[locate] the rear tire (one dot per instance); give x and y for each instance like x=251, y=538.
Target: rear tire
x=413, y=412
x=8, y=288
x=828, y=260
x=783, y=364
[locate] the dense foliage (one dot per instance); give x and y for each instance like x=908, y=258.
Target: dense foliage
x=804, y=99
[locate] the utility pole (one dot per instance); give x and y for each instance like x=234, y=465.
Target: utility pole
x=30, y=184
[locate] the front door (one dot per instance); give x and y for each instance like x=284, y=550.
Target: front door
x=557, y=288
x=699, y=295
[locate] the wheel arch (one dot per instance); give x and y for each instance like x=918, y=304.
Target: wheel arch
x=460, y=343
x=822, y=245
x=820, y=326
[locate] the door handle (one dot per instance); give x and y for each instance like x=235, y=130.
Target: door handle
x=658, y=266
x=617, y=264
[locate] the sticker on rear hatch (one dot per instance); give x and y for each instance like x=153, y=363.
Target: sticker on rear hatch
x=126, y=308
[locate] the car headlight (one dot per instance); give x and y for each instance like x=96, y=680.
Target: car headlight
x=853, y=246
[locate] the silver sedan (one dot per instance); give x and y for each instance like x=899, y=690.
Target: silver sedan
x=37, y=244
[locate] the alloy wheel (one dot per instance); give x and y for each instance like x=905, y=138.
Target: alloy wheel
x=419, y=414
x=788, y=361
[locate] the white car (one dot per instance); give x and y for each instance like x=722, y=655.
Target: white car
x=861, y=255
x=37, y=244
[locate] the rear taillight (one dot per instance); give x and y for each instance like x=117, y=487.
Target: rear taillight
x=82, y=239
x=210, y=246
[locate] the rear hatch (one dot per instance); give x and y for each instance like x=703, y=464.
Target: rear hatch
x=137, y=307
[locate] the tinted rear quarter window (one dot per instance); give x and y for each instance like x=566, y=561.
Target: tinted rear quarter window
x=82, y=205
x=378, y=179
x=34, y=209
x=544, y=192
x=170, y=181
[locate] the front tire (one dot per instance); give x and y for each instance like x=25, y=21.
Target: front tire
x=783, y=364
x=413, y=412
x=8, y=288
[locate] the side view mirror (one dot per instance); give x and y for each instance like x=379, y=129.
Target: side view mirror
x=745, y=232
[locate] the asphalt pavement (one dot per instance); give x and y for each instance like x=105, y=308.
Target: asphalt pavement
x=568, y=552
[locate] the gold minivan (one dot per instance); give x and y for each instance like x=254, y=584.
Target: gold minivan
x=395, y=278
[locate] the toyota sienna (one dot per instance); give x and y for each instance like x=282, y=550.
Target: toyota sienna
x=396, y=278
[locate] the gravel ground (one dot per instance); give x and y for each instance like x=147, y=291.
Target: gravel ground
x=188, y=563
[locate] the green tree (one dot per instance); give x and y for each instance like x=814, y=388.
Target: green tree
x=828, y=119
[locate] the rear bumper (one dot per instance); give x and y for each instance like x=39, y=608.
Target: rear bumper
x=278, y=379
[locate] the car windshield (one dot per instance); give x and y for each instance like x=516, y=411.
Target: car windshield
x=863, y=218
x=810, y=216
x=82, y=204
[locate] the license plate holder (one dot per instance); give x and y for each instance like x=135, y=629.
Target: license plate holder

Task to carry out: The reply should consist of the full listing, copied exactly.

Exercise answer:
[locate] the rear tire (one dot per instance); give x and y for each instance like x=251, y=538.
Target: rear tire
x=413, y=412
x=8, y=288
x=828, y=260
x=783, y=364
[locate] the dense foliage (one dot per instance); give x and y for each instance like x=908, y=258.
Target: dense foliage
x=804, y=99
[locate] the utility pole (one dot per instance); give x and y for each instance like x=234, y=465.
Target: utility pole
x=30, y=184
[locate] the front door (one dot per instance); give x and y for each instance like x=284, y=550.
Target: front door
x=557, y=288
x=699, y=295
[locate] the wheel arch (one dot per instance); give x and y for each instance like x=918, y=304.
Target: wheel arch
x=460, y=343
x=822, y=245
x=820, y=326
[locate] the door handle (one dot per instance); give x and y for each instance like x=235, y=130.
Target: door handle
x=658, y=266
x=617, y=264
[locate] the sticker on rear hatch (one dot per instance); give x and y for each instance like x=153, y=363.
Target: sticker on rear hatch
x=126, y=308
[locate] the car headlight (one dot per instance); give x and y for each instance like x=96, y=680.
Target: car headlight
x=853, y=246
[locate] the silver sedan (one dot per instance); give x and y for each instance like x=899, y=690.
Target: silver sedan
x=37, y=244
[locate] the alloy wheel (one dot per instance); give x and y for each instance like x=905, y=138.
Target: alloy wheel
x=419, y=414
x=788, y=361
[locate] the white car (one dot per instance); give x and y for each instance like x=722, y=655.
Target: white car
x=861, y=255
x=37, y=244
[locate] the rear taillight (one dot per instance); give x and y for each instance like x=117, y=487.
Target: rear taillight
x=82, y=239
x=210, y=246
[locate] the rear hatch (one dot per instance); give x and y for each instance like x=703, y=464.
Target: rear hatch
x=137, y=307
[locate] the tinted rear quarter window (one dot per instance); give x and y for each instance like x=566, y=561.
Target: tinted rear quarter window
x=82, y=205
x=378, y=179
x=34, y=209
x=544, y=192
x=170, y=181
[locate] the front tire (one dot per instance); give x and y for each instance like x=25, y=21.
Target: front tire
x=783, y=364
x=413, y=412
x=8, y=288
[locate] the side view mirror (one dot per instance); give x and y for each instance like x=379, y=129.
Target: side view mirror
x=745, y=232
[locate] the asphalt pavement (one dot per instance); give x and y for each instance like x=105, y=308.
Target: asphalt pavement
x=568, y=552
[locate] the gold minivan (one dot per instance); give x and y for each instance like x=254, y=584.
Target: gold minivan
x=395, y=278
[locate] the toyota sienna (one dot per instance); give x and y for each instance like x=282, y=550.
Target: toyota sienna
x=396, y=278
[locate] the gravel ground (one dot per instance); give x and y for each instance like x=147, y=291.
Target: gravel ground
x=188, y=563
[locate] the green tree (one dot per instance); give x and y for each instance like x=814, y=388.
Target: green tree
x=828, y=119
[locate] the rear bumper (one dot per instance); give x and y for each instance like x=39, y=608.
Target: rear bumper
x=278, y=379
[locate] the car windshield (one dot per instance); give x and y for each instance like x=516, y=411.
Target: car windshield
x=863, y=218
x=810, y=216
x=82, y=204
[locate] the license plate holder (one dot per instance); give x and y for each instance like x=135, y=629.
Target: license plate holder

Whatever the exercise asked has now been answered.